Le journaliste Denis Masliah a rencontré certaines familles de victimes iséroises qui ont signé cette lettre, pour comprendre la manipulation et a titré son article, paru le 6 août 2023 dans "Le Dauphine libéré", de manière très explicite : « Des familles de victimes iséroises cosignent une lettre ouverte au président Macron... écrite par la rédaction du JDD ». Et de préciser : « Un texte paru dans le "Journal du dimanche", qui a en fait été écrit, selon nos informations, par la nouvelle rédaction du journal qui a sollicité ensuite les familles. ».

"La Dépêche", dans un article du 7 août 2023, précise : « Selon "Le Dauphiné libéré", vers qui se serait tournée l'une des familles, l'initiative de cette lettre ouverte n'émanerait pas des familles de victimes de faits divers, mais de journalistes du JDD. Selon le quotidien, la rédaction leur aurait proposé de signer une lettre rédigée par une journaliste de CNews et du JDD. ».

Choisir les mots, les phrases, les thèmes, ce n'est pas jamais anodin, d'autant plus dans ce cas précis puisque la lettre évoque notamment « des criminels aux profils trop récurrents » (sans d'ailleurs expliciter ce que cela signifie vraiment, mais les sous-entendus sont bruyants). Même le titre de la lettre ouverte (« Nous ne sommes pas des faits divers ») reprend idéologiquement le vocabulaire préféré d'Éric Zemmour énoncé le 11 septembre 2022 à Gréoux-les-Bains, dans le Var : « Le tabassage, le viol, le meurtre, l’attaque au couteau d’un Français ou d’une Française par un immigré n’est pas un fait divers. C’est un fait politique que j’appellerai désormais francocide. ».

En clair, comme l'a constaté l'éditorialiste Daniel Schneidermann dans sa chronique du 7 août 2023 : « "L'appel" des victimes au chef de l'État a, en fait, selon les révélations du "Dauphiné Libéré", été rédigé par la bande de Lejeune elle-même, qui l'a ensuite soumis pour signature auxdites victimes. ». La manipulation vient de ce que ce contexte n'est pas clairement indiqué et de ce que le journal laisse entendre que ce sont les familles des victimes elles-mêmes qui ont pris l'initiative de cette lettre ouverte.

Relaté dans un article du JDD paru le 7 août 2023, le tweet de Pierre-Marie Sève, secrétaire général de "l'Institut pour la justice" (club de réflexion proposant des mesures répressives et positionné à l'extrême droite) est venu aider la nouvelle équipe du JDD pour insister sur le fond et pas sur la polémique : « Serait-il possible pour une certaine presse de ravaler quelques heures son venin pour se concentrer sur le fond du sujet ? Sur le fait que depuis des années, des familles sont niées. Et qu'elles sont maintenant salies. Le JDD a tenté de calmer le jeu en parlant d'un sujet consensuel au possible : la douleur de ceux qui ont perdu quelqu'un de leur famille. Et vous êtes incapables de garder cette décence humaine élémentaire qu'est le respect. ».

Données recueillies —
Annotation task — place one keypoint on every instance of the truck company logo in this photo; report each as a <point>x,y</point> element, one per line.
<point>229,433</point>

Tâche courte — Donnez la suite du texte consacré à la lettre ouverte des familles de victimes parue dans le JDD, à partir de sa dernière phrase.

Réponse —
L'article du JDD précise : « "C’est bien vous qui avez écrit la lettre ou bien c’est le JDD ?", aurait demandé le journaliste du "Dauphiné libéré" à la victime. "Le Dauphiné libéré a eu l'indécence de lui téléphoner, non pas pour la soutenir ou pour lui adresser un mot de sympathie, pour son fils qui est mort. Mais pour rechercher un scandale où il n'y en a pas" (…). Le directeur de "l’Institut pour la Justice" indique également avoir eu au téléphone la victime contactée par "Le Dauphiné libéré". Cette dernière est "absolument furieuse" de l’objet de l’appel, et "a eu le bon sens de leur raccrocher au nez", précise-t-il. ». Le responsable de ce think tank a reconnu cependant qu'il a lui-même appelé une famille de victime, non pour la conforter ou soutenir, mais pour tenter d'éteindre la polémique...

Ainsi, la mauvaise foi est toujours de mise au JDD nouveau, puisqu'il ne semble pas avoir été démenti que la rédaction de la lettre ouverte émane du JDD lui-même et pas des victimes. Cette mauvaise foi se nourrit de la récupération classique des tragédies. Cela donne une bonne idée du virage que vient de prendre cet hebdomadaire.

Dans un article du "Télérama" publié le 7 août 2023, des journalistes de la rédaction du JDD, sur le départ, sont atterrés, comme l'un d'eux : « Sur le fond comme sur la forme, c’est un torchon. Ce premier numéro vient finalement nous donner raison. ». Il est donc possible que l'hémorragie dans la rédaction se poursuive.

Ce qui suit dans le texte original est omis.